Goal 1: Echo the geometry post from "Hello sir i" to "(△BPC) = ar (△DPQ)".
Goal 2: In the geometry post, which segment is stated to be equal to CQ?
Goal 3: Pick up the geometry post after its final line and continue it.

![In Fig. 9.32, ABCD is a parallelogram and BC is produced to a point Q such that AD = CQ. If AQ intersect DC at P, show that ar (BPC) = ar (DPQ). [Hint : Join AC.] Q.4](https://ask.truemaths.com/wp-content/uploads/2021/08/In-fig-ABCD-is-a-parallelogram-and-BC-Q.4.png)
Hello sir i want to know the best solution of the question from exercise 9.4 of math of Areas of Parallelograms and Triangles chapter of class 9th give me the best and easy for solving this question how i solve it of question no. 4 In Fig. 9.32, ABCD is a parallelogram and BC is produced to a point Q such that AD = CQ. If AQ intersect DC at P, show that ar (BPC) = ar (DPQ). [Hint : Join AC.
Given:
ABCD is a parallelogram
AD = CQ
To prove:
ar (△BPC) = ar (△DPQ)

Information given:

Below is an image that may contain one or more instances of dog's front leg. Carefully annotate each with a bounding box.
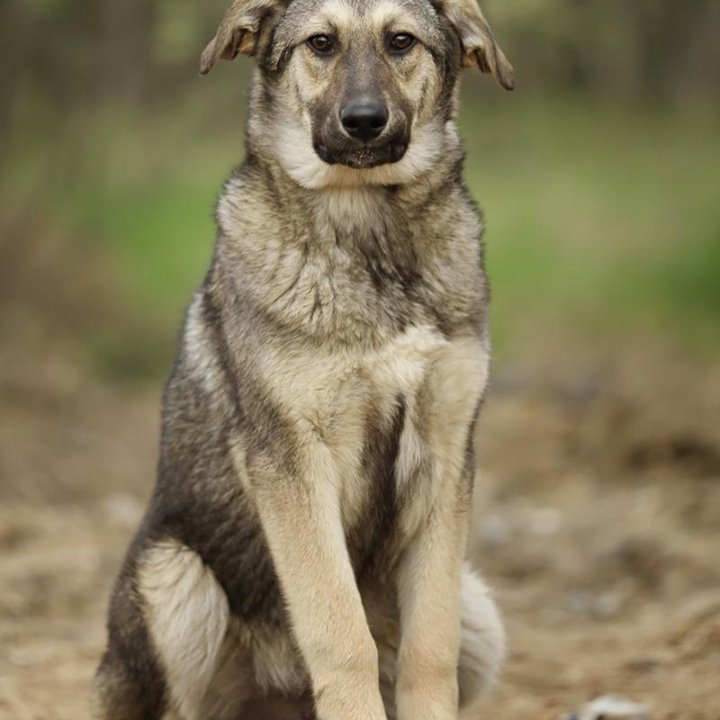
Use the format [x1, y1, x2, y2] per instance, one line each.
[396, 338, 487, 720]
[246, 442, 385, 720]
[396, 496, 466, 720]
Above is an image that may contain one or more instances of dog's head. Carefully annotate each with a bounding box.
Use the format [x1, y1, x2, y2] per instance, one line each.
[201, 0, 513, 187]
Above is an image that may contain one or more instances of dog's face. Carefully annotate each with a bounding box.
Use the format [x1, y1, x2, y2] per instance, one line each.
[201, 0, 513, 187]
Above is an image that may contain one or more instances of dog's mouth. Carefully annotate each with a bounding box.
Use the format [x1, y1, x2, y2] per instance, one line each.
[313, 137, 408, 170]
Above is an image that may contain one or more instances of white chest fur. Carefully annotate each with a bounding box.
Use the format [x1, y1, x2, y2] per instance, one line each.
[255, 326, 488, 532]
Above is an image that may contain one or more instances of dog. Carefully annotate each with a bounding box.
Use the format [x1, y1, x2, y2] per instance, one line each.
[93, 0, 513, 720]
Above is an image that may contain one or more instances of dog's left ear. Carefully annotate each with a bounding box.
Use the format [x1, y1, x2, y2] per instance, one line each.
[200, 0, 285, 75]
[433, 0, 515, 90]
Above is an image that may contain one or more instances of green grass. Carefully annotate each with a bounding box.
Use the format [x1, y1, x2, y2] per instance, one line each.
[2, 93, 720, 375]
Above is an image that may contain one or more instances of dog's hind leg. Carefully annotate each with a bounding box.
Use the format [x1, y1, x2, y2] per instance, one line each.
[137, 539, 233, 720]
[378, 567, 505, 720]
[458, 566, 505, 718]
[93, 539, 243, 720]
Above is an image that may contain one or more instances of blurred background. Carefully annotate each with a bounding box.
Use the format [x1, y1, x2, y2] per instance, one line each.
[0, 0, 720, 720]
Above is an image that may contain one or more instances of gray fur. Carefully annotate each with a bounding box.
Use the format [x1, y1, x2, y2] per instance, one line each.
[95, 0, 512, 720]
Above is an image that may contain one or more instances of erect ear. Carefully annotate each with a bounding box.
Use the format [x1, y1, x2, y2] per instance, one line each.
[200, 0, 286, 75]
[435, 0, 515, 90]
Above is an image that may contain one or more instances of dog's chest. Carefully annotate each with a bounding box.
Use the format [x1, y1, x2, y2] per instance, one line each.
[264, 326, 484, 564]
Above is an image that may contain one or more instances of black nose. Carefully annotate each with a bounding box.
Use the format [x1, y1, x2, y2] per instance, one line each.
[340, 100, 388, 142]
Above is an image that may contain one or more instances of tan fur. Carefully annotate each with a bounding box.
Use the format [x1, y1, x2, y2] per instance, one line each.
[138, 541, 229, 718]
[96, 0, 513, 720]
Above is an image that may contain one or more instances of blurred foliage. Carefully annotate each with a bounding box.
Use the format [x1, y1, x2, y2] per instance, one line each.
[0, 0, 720, 377]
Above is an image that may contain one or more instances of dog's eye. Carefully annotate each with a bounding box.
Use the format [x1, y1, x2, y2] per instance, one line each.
[387, 33, 415, 55]
[306, 35, 335, 55]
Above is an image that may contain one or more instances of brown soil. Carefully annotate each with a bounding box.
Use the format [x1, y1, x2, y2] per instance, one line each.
[0, 340, 720, 720]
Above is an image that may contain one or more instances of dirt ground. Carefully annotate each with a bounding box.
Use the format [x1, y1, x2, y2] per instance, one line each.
[0, 338, 720, 720]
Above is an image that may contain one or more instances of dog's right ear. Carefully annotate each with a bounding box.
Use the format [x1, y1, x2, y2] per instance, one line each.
[200, 0, 285, 75]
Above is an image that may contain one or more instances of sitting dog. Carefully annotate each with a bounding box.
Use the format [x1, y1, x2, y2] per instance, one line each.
[93, 0, 513, 720]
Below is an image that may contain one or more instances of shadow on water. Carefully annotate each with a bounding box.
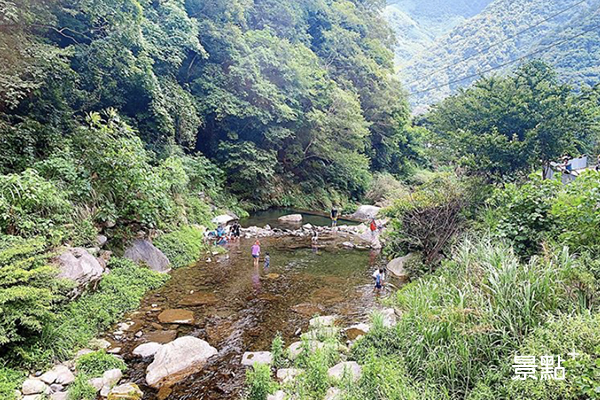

Task answer 1:
Hello sir i want to know the best solution of the question from exercise 9.4 of math of Areas of Parallelograms and Triangles chapter of class 9th give me the best and easy for solving this question how i solve it of question no. 4 In Fig. 9.32, ABCD is a parallelogram and BC is produced to a point Q such that AD = CQ. If AQ intersect DC at P, show that ar (BPC) = ar (DPQ). [Hint : Join AC.
Given:
ABCD is a parallelogram
AD = CQ
To prove:
ar (△BPC) = ar (△DPQ)

Task answer 2: AD

Task answer 3:
Proof:
In △ADP and △QCP,
∠APD = ∠QPC [Vertically Opposite Angles]
∠ADP = ∠QCP [Alternate Angles]
AD = CQ [given]
, △ABO ≅ △ACD [AAS congruency]
, DP = CP [CPCT]
In △CDQ, QP is median. [Since, DP = CP]
Since, median of a triangle divides it into two parts of equal areas.
, ar(△DPQ) = ar(△QPC) —(i)
In △PBQ, PC is median. [Since, AD = CQ and AD = BC ⇒ BC = QC]
Since, median of a triangle divides it into two parts of equal areas.
, ar(△QPC) = ar(△BPC) —(ii)
From the equation (i) and (ii), we get
ar(△BPC) = ar(△DPQ)